TASK DETAILS -> Rewrite the records starting at the line containing "Batch job #47 — class: water" and ending at the line containing "32;349;127;471", both included, keeping the requests intact and multiplying every box coordinate in the answers by 1.3, rounded to whole numbers with halves rounded up. Return only those lines.
☆ ☆ ☆ ☆
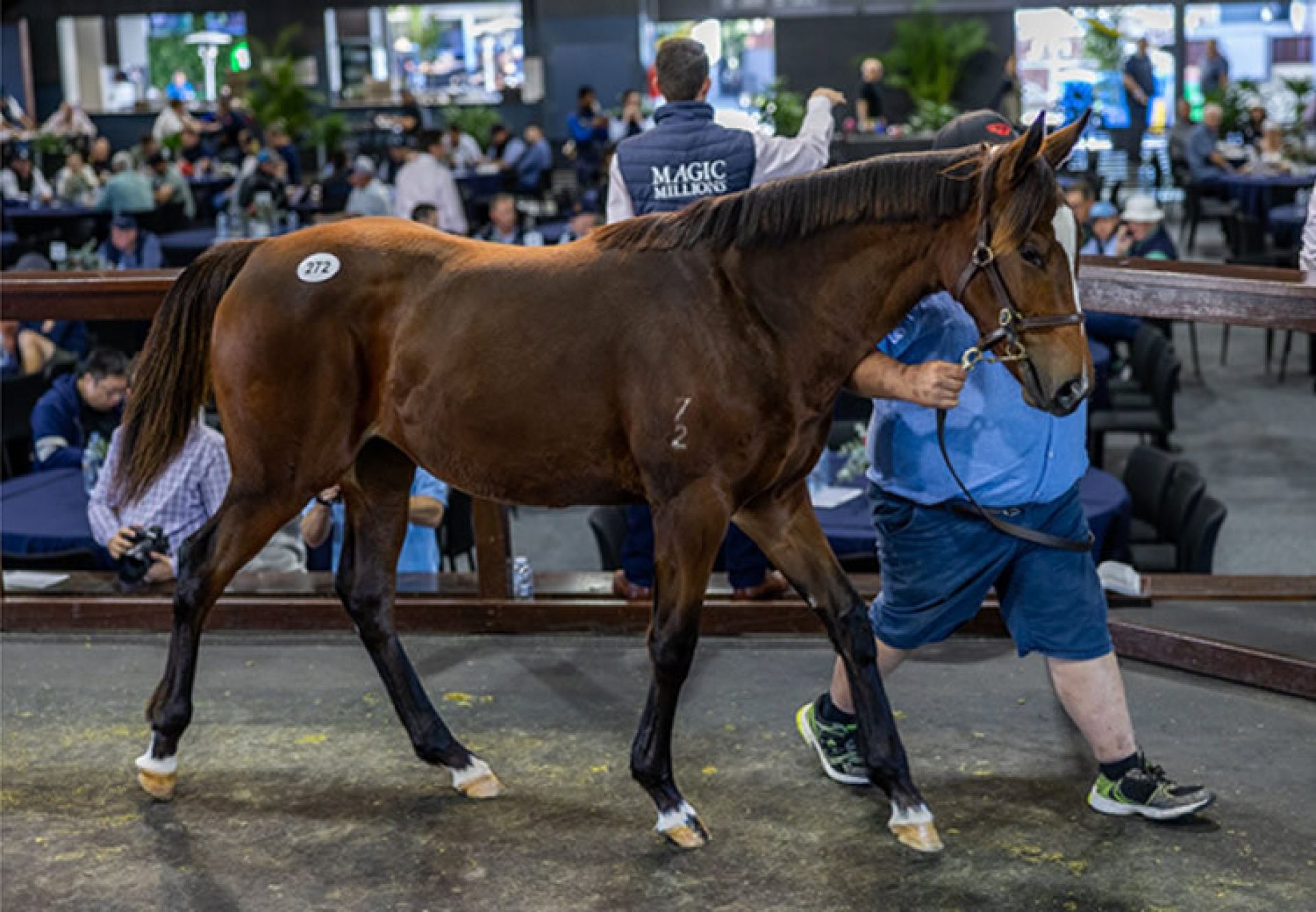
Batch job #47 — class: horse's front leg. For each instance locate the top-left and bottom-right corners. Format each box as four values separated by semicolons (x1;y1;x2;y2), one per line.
734;482;941;852
631;484;731;849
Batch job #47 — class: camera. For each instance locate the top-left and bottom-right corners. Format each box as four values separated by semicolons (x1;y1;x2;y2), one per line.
119;525;169;586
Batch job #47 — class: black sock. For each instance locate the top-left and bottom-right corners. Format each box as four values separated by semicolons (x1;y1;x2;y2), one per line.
1101;750;1143;782
818;693;854;725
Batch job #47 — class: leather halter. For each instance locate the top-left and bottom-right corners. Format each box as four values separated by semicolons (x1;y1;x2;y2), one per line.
937;219;1094;552
954;219;1083;371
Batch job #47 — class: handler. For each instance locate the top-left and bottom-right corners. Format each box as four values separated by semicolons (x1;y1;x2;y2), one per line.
796;110;1215;820
608;38;845;599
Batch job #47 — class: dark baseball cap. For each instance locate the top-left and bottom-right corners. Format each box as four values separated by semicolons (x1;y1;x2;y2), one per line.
931;110;1019;150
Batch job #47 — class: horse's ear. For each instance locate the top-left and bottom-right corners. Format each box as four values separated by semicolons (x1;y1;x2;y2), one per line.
1010;110;1046;184
1043;108;1093;171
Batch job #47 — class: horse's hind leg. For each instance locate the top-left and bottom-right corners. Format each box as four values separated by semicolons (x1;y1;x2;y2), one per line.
137;478;297;800
734;483;941;852
334;439;502;798
631;486;729;849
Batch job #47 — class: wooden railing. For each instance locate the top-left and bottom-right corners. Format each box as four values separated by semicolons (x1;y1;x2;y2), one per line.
0;258;1316;698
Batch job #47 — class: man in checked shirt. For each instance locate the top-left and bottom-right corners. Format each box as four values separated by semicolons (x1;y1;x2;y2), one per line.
87;421;232;583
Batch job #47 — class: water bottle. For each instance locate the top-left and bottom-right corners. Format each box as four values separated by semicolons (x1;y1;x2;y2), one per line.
83;432;106;496
512;556;535;602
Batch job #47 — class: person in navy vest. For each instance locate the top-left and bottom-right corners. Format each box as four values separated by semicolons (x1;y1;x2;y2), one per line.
608;38;845;600
795;110;1213;820
32;349;127;471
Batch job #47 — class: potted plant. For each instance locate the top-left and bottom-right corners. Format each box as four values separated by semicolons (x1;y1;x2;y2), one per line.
☆ ☆ ☆ ☆
FINAL RESULT ->
Batch job #47 — class: water bottle. For each instance locate the top-left and bottom-right corners. Format each box as four values separated by semicolons (x1;y1;x2;y2), one per line.
108;562;138;645
666;723;696;783
Batch job #47 — class: person in navy vest. For each instance locate the top-left and bottom-right corners. Format each box as four values separated by semicolons (x1;y1;x2;y2), one per line.
790;49;1099;780
1034;143;1577;1066
42;454;165;612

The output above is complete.